Grace Beahm // The Post and Courier

Bus driver Tanya Davis raises the wheelchair ramp for bride Shalanda Manigault, formerly Shalanda Ellis, after she married Richard Manigault Jr., who is holding their1-year-old daughter Shakara, on Saturday at Eastside Missionary Baptist Church.

It wasn't quite Cinderella's carriage, but not all of us have fairy godmothers. Shalanda Ellis rode a bus to her wedding, and it was just as magical as ever.

Ellis, 32, has been in a wheelchair since she was hospitalized for lupus in 2006, and has been riding a CARTA Tel-A-Ride vehicle almost every day since she was released. She has taken it to doctor's appointments, to the grocery store and to church every Sunday. But on Saturday, Ellis took the best bus ride of her life.

Around 11 a.m. on a beautiful summer day, the bus stopped by Ellis' home in North Charleston and slowly lifted the excited bride-to-be inside to drive her to her wedding at Eastside Missionary Baptist Church.

There, Ellis wed Richard Manigault Jr., 44, who met Ellis in 1997.

"When she got sick it was real rough at the time, and there was a lot of praying, and I don't really like to talk about it so much because it brings tears to my eyes, but you know, this is my baby, this is something that the Lord has put together here," Manigault said after the wedding. "When she got sick I was like her doctor and her nurse and I took care of her totally, 100 percent. We went through some real rough times, but prayer overcomes everything, I believe. God brought us through."

Manigault said it took doctors almost three months to diagnose Ellis with lupus, an autoimmune disease. The disease immobilized Ellis and put her in the intensive care unit. Manigault said if doctors had diagnosed her sooner she would still be walking.
----------
§ **PROBLEMS TO WORK ON**:
[1] List every destination the wedding article says Ellis has ridden the CARTA Tel-A-Ride vehicle to.
[2] According to the wedding article, why does Manigault believe Ellis would still be walking?
[3] Carry on the article about Shalanda Ellis's wedding from its final sentence.
The records that follow have no connection to the article about Shalanda Ellis's wedding.

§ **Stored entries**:
----------
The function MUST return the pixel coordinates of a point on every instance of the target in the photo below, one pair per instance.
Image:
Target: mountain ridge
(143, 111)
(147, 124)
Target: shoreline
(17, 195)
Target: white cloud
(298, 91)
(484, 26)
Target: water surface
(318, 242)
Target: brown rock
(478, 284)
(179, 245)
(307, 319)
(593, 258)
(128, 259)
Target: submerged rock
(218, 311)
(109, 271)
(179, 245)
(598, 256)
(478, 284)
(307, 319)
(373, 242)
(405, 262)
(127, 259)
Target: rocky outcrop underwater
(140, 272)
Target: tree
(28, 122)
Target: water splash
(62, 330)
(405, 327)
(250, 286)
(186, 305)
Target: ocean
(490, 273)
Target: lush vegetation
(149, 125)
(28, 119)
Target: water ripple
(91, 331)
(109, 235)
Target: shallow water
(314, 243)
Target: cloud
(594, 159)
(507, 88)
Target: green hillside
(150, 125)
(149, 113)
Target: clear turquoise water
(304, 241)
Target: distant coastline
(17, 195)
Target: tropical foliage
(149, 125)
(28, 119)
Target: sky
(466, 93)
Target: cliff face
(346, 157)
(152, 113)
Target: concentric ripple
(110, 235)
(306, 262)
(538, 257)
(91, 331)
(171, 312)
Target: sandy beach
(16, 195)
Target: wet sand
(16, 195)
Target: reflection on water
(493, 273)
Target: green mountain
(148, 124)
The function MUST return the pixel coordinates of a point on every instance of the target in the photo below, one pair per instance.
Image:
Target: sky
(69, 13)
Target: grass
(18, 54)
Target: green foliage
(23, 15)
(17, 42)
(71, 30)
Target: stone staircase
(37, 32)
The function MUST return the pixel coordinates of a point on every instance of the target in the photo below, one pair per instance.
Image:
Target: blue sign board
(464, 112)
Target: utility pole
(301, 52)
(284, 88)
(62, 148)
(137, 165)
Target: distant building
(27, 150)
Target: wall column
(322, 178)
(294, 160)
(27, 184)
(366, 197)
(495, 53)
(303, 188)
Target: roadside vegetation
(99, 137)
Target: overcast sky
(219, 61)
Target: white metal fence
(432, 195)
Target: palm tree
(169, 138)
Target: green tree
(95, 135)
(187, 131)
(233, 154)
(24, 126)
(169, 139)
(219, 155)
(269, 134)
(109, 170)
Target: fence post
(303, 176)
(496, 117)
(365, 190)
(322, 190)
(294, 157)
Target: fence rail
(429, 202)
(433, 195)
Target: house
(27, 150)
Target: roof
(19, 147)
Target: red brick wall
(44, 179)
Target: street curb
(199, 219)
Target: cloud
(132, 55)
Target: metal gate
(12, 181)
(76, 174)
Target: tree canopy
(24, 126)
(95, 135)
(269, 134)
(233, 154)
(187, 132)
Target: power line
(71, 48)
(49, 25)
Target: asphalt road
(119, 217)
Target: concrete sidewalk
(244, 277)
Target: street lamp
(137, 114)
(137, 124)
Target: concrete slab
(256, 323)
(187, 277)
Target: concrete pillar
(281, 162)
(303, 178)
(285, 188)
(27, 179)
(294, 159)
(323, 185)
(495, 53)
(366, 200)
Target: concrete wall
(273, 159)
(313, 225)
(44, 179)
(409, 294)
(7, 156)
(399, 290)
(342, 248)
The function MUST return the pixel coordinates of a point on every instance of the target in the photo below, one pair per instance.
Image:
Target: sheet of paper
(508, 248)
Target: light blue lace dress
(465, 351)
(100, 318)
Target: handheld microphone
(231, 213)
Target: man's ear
----------
§ **OUTPUTS BY TASK**:
[1] Doctor's appointments, the grocery store, church every Sunday, and her wedding at Eastside Missionary Baptist Church.

[2] Doctors took almost three months to diagnose her lupus, which immobilized her and put her in intensive care. Manigault said that if they had diagnosed her sooner, she would still be walking.

[3]
"I see myself coming out of (my chair)" Ellis said. "I've come a long way -- at first I wasn't in a chair, I couldn't really do anything. Therapy helped a lot."

After the ceremony, the newly wed Shalanda Manigault, her husband and their children were picked up by the bus again to be taken to the wedding reception at the Arabian Temple on Rivers Avenue. And, although the Manigaults said they are thankful for the opportunity the service provides, they did say there was a downside to being a "Tel-A-Ride Bride."

The bus was more than 10 minutes late to pick up them for the reception, and Shalanda Manigault said the service had promised it would be prompt on her wedding day.

Also, although the family got a free ride Saturday, Richard Manigault said it cost them $3.50 each to ride on other days.

Theresa Ravenel, who arrived on time in the morning to chauffeur Shalanda to her wedding, said she had transported Ellis for about three years. She said her favorite part of being a Tel-A-Ride driver was being able to help those unable to help themselves.

"Just because they're in a wheelchair doesn't mean they don't need help from others," Ravenel said. "I feel honored to be able to help her in her situation."